VORGEGEBENES ZIEL 1
Gib den Teil der Zeilen, der mit der ersten Zeile beginnt und mit der Zeile endet, die „x=216, y=211“ enthält, einschließlich beider Enden vollständig wieder und verschiebe dabei jeden x- und y-Wert der Antwortkoordinaten um +27; alles Übrige bleibt unverändert.

TEXTABSCHNITT
============

Sie fährt ein riesiges fahrrad, das sie schiebt, wenn sie ihren mann, der groß und stattlich ist, nach hause begleitet. jeden tag treffen sie sich zum cafe bei e., manchmal wird es auch ein glas weißwein. sollte jemand von euch mal in der enoteca - grün und messing drinnen - weißes gewölbe draußen - vorbeikommen, wird sie euch neugierig anschauen und wenn ihr freundlich zurückschaut, wird sie fragen, woher ihr kommt, dann seid ihr alte bekannte und so ihr wollt wird sie euch von bettina erzählen und ihren sorgen.

e. ist ein persönlicher freund von mario adorf, das beweisen die fotos an der wand, auch bettina hat dort einen ehrenplatz und die dinge, die über sie in der zeitung stehen, gegen die süddeutsche hat er einen prozess gewonnen, weil die geschrieben hat er beute die deutsche gäste aus.

============

VORGEGEBENES ZIEL 2
Nenne alle Personen, die im Textabschnitt über die Enoteca mit Namen oder Namenskürzel erwähnt werden.

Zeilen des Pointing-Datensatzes
============

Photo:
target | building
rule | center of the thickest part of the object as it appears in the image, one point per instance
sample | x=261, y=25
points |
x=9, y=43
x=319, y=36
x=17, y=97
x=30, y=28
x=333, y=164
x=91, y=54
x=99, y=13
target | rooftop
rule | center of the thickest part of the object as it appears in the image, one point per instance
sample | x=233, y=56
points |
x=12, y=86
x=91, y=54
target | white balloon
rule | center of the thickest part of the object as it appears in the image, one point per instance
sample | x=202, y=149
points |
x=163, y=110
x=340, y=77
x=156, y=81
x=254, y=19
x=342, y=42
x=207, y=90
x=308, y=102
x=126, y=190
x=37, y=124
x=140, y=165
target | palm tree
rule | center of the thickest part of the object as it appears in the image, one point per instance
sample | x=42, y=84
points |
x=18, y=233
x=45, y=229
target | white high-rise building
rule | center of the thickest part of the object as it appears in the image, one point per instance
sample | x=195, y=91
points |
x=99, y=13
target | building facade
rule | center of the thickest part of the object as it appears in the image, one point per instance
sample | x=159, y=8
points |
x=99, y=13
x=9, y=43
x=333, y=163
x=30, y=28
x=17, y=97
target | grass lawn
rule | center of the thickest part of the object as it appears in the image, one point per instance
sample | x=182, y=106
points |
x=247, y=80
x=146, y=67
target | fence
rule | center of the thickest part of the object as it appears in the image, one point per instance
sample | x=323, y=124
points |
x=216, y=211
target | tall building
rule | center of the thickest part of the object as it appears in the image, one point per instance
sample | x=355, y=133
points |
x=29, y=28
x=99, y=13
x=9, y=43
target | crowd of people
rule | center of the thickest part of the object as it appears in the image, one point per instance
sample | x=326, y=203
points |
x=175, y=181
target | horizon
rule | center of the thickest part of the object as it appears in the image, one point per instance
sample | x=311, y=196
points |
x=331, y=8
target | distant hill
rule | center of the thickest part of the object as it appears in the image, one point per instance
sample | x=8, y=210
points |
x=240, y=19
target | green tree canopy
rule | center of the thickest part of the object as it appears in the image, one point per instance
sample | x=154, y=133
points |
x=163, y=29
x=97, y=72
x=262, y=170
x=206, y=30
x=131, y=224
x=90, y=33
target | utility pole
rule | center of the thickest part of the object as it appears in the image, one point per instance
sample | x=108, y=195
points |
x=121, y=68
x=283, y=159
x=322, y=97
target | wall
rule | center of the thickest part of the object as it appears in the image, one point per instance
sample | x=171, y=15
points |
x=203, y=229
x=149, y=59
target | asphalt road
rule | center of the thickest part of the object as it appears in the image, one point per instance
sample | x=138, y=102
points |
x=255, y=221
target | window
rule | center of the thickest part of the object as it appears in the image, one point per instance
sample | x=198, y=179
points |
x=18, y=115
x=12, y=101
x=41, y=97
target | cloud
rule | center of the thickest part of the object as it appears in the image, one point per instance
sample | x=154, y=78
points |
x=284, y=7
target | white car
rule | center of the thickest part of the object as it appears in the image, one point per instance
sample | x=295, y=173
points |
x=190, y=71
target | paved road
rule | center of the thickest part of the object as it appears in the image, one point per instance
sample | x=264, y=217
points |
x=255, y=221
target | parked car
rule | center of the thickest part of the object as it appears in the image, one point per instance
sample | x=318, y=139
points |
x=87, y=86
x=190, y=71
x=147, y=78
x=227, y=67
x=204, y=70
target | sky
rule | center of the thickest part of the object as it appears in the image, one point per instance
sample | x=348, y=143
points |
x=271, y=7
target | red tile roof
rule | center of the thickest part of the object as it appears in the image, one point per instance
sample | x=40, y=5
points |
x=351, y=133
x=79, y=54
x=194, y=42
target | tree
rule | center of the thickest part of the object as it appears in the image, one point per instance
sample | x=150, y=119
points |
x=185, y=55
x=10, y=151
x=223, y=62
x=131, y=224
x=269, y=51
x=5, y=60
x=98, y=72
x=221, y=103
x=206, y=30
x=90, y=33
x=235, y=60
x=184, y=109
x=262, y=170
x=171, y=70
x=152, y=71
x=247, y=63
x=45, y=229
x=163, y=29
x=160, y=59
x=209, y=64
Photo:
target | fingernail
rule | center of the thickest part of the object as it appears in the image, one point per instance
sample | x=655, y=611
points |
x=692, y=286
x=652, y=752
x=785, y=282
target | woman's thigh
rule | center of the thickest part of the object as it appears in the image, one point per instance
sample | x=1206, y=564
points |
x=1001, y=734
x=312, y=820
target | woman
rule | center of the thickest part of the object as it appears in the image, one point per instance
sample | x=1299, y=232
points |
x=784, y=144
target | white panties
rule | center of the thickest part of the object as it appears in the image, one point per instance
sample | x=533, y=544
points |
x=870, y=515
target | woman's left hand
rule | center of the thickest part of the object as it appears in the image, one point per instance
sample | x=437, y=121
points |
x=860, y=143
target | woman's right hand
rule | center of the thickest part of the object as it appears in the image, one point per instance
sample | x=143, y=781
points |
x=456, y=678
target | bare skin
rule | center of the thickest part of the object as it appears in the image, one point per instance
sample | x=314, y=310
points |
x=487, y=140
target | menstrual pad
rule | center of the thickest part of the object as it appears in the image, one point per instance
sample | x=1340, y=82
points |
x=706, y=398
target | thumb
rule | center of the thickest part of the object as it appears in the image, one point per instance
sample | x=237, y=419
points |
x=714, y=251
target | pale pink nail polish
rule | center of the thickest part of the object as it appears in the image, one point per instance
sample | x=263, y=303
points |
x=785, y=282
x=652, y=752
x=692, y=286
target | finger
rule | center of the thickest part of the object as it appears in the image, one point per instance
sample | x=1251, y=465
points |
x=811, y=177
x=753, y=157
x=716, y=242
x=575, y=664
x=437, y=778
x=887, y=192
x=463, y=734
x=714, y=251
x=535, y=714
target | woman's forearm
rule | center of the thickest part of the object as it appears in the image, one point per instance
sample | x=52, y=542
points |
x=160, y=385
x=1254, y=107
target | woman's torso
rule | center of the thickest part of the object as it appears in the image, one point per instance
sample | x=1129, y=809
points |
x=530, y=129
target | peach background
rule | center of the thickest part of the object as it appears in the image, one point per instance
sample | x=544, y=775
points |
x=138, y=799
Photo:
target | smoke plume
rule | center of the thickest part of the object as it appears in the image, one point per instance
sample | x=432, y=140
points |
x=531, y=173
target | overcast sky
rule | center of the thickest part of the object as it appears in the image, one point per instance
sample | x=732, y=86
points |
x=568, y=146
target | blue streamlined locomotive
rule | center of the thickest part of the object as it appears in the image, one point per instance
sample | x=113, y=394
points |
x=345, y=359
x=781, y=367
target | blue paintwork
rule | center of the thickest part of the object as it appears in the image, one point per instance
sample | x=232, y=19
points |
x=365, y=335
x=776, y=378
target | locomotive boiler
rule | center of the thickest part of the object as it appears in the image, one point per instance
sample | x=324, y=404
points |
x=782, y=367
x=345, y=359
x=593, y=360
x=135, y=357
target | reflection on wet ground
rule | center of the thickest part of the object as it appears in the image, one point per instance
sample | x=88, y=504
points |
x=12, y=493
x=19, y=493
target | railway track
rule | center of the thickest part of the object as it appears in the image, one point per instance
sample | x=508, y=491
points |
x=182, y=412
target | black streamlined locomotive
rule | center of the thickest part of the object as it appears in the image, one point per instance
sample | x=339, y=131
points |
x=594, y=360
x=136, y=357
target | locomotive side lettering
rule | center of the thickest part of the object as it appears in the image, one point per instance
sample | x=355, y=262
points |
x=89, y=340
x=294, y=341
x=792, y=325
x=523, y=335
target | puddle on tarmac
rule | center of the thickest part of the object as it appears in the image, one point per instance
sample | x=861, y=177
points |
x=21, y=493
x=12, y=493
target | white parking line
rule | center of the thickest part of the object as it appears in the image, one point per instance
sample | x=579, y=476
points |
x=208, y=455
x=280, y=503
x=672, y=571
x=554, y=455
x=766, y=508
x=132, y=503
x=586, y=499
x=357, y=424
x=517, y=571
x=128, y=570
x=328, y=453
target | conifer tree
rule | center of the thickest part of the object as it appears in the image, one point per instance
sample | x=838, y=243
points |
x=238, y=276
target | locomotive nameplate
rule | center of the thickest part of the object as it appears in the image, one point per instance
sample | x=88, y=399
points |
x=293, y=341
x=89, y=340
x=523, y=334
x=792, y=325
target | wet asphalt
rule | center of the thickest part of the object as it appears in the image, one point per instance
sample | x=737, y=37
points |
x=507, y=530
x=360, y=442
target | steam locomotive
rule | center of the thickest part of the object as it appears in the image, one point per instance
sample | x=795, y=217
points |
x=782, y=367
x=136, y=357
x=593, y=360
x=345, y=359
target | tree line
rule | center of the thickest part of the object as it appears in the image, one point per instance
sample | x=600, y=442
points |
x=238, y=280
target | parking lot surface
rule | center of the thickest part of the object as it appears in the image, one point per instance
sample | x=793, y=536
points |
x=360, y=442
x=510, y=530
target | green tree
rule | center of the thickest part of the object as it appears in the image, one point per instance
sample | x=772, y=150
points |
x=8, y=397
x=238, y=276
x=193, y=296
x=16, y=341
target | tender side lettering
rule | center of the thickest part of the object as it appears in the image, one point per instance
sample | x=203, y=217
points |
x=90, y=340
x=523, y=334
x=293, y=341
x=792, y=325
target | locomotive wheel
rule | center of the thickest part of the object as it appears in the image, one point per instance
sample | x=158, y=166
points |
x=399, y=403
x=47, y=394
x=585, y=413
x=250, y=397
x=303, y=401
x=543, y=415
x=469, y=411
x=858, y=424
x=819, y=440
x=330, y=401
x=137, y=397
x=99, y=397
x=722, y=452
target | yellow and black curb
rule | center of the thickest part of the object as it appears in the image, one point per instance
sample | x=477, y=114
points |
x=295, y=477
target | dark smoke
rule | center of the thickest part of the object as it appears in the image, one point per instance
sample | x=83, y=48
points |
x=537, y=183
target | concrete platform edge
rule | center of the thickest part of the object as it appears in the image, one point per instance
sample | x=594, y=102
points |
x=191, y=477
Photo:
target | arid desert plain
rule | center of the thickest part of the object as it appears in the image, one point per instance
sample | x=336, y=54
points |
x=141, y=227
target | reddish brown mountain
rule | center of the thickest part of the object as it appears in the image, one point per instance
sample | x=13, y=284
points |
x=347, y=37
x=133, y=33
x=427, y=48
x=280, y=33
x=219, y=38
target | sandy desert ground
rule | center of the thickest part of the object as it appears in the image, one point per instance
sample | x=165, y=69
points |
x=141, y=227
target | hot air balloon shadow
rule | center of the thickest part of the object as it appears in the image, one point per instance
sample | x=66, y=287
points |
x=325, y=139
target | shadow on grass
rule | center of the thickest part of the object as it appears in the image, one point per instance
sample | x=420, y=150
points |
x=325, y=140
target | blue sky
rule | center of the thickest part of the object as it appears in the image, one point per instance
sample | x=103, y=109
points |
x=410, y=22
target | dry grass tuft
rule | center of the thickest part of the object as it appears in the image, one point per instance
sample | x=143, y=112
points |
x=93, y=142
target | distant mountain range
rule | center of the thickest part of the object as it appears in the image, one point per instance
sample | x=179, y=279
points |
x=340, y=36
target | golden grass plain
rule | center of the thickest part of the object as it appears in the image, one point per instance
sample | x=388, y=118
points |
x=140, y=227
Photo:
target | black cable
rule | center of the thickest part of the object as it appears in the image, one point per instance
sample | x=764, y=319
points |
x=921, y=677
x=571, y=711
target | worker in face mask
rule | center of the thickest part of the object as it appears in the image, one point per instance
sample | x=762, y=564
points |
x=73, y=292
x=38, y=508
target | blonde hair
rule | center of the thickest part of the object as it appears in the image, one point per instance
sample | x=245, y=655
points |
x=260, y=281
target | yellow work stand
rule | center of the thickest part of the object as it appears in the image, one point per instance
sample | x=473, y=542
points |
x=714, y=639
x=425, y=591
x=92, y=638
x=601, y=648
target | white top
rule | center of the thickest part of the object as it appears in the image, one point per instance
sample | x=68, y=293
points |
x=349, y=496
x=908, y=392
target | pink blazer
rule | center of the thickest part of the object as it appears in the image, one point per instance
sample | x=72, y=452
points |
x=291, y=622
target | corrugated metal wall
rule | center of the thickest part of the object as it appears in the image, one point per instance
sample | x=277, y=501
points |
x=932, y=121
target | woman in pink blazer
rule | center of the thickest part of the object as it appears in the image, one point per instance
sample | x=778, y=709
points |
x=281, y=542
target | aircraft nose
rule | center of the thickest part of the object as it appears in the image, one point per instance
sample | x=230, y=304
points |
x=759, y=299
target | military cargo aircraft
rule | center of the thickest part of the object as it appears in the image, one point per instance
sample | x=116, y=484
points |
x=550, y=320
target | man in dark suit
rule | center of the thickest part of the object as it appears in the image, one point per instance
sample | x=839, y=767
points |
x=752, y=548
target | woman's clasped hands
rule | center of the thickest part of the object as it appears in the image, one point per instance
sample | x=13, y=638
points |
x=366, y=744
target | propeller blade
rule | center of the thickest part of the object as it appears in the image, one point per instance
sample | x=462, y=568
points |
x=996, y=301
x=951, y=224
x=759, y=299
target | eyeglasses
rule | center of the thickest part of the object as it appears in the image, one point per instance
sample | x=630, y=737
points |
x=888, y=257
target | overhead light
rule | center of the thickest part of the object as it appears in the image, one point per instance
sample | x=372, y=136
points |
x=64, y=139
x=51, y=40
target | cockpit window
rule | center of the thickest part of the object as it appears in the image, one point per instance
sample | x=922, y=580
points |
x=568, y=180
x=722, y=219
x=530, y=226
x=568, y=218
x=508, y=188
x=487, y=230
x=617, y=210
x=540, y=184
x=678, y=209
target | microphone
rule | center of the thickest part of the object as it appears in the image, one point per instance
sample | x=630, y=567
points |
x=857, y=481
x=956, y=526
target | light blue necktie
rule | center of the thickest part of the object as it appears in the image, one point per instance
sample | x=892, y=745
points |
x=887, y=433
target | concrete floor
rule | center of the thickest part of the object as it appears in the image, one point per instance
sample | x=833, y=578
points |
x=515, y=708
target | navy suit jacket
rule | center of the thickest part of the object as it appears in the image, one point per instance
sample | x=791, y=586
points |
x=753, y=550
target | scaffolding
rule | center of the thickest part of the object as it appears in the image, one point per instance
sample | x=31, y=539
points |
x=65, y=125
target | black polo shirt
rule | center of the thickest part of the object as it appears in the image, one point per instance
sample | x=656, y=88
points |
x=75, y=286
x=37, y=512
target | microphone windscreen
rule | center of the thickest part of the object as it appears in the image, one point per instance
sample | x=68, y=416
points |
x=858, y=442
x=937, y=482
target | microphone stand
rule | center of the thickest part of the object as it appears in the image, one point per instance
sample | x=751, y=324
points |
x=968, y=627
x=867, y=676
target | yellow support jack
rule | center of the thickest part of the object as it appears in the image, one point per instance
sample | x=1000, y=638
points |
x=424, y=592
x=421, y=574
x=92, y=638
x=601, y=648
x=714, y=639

============

ANTWORT 1
Photo:
target | building
rule | center of the thickest part of the object as it appears in the image, one point per instance
sample | x=261, y=25
points |
x=36, y=70
x=346, y=63
x=44, y=124
x=57, y=55
x=360, y=191
x=118, y=81
x=126, y=40
target | rooftop
rule | center of the thickest part of the object as it appears in the image, one point per instance
sample | x=233, y=56
points |
x=39, y=113
x=118, y=81
target | white balloon
rule | center of the thickest part of the object as it appears in the image, one point per instance
sample | x=202, y=149
points |
x=190, y=137
x=367, y=104
x=183, y=108
x=281, y=46
x=369, y=69
x=234, y=117
x=335, y=129
x=153, y=217
x=64, y=151
x=167, y=192
target | palm tree
rule | center of the thickest part of the object as it appears in the image, one point per instance
sample | x=42, y=84
points |
x=45, y=260
x=72, y=256
target | white high-rise building
rule | center of the thickest part of the object as it appears in the image, one point per instance
sample | x=195, y=91
points |
x=126, y=40
target | building facade
rule | center of the thickest part of the object as it appears in the image, one point per instance
sample | x=159, y=8
points |
x=126, y=40
x=36, y=70
x=360, y=190
x=57, y=55
x=44, y=124
target | grass lawn
rule | center of the thickest part of the object as it appears in the image, one point per instance
sample | x=182, y=106
points |
x=274, y=107
x=173, y=94
target | fence
rule | center of the thickest part of the object as it appears in the image, one point per instance
sample | x=323, y=124
points |
x=243, y=238

ANTWORT 2
e., mario adorf, bettina